*The tasks*:
(1) Print the passage of the excerpt on the Ister from "This, then, is" up to and including "are called Tyritae.".
(2) Continue the excerpt on the Ister and the Scythian rivers from its last sentence.

*Excerpt*:

All these streams, then, and many others, add their waters to
swell the flood of the Ister, which thus increased becomes the
mightiest of rivers; for undoubtedly if we compare the stream of the
Nile with the single stream of the Ister, we must give the
preference to the Nile, of which no tributary river, nor even rivulet,
augments the volume. The Ister remains at the same level both summer
and winter- owing to the following reasons, as I believe. During the
winter it runs at its natural height, or a very little higher, because
in those countries there is scarcely any rain in winter, but
constant snow. When summer comes, this snow, which is of great
depth, begins to melt, and flows into the Ister, which is swelled at
that season, not only by this cause but also by the rains, which are
heavy and frequent at that part of the year. Thus the various
streams which go to form the Ister are higher in summer than in
winter, and just so much higher as the sun's power and attraction
are greater; so that these two causes counteract each other, and the
effect is to produce a balance, whereby the Ister remains always at
the same level.
This, then, is one of the great Scythian rivers; the next to it is
the Tyras, which rises from a great lake separating Scythia from the
land of the Neuri, and runs with a southerly course to the sea. Greeks
dwell at the mouth of the river, who are called Tyritae.

*Data section*:

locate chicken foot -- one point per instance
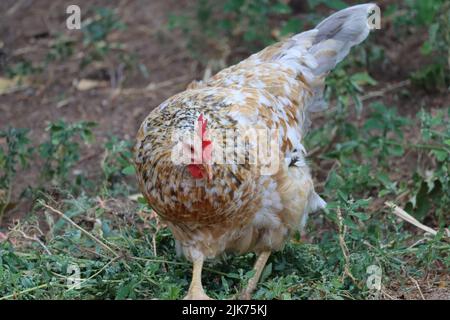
(196, 291)
(260, 263)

*Answers below*:
(1)
This, then, is one of the great Scythian rivers; the next to it is
the Tyras, which rises from a great lake separating Scythia from the
land of the Neuri, and runs with a southerly course to the sea. Greeks
dwell at the mouth of the river, who are called Tyritae.

(2)
The third river is the Hypanis. This stream rises within the
limits of Scythia, and has its source in another vast lake, around
which wild white horses graze. The lake is called, properly enough,
the Mother of the Hypanis. The Hypanis, rising here, during the
distance of five days' navigation is a shallow stream, and the water
sweet and pure; thence, however, to the sea, which is a distance of
four days, it is exceedingly bitter. This change is caused by its
receiving into it at that point a brook the waters of which are so
bitter that, although it is but a tiny rivulet, it nevertheless taints
the entire Hypanis, which is a large stream among those of the
second order. The source of this bitter spring is on the borders of
the Scythian Husbandmen, where they adjoin upon the Alazonians; and
the place where it rises is called in the Scythic tongue Exampaeus,
which means in our language, "The Sacred Ways." The spring itself
bears the same name. The Tyras and the Hypanis approach each other
in the country of the Alazonians, but afterwards separate, and leave a
wide space between their streams.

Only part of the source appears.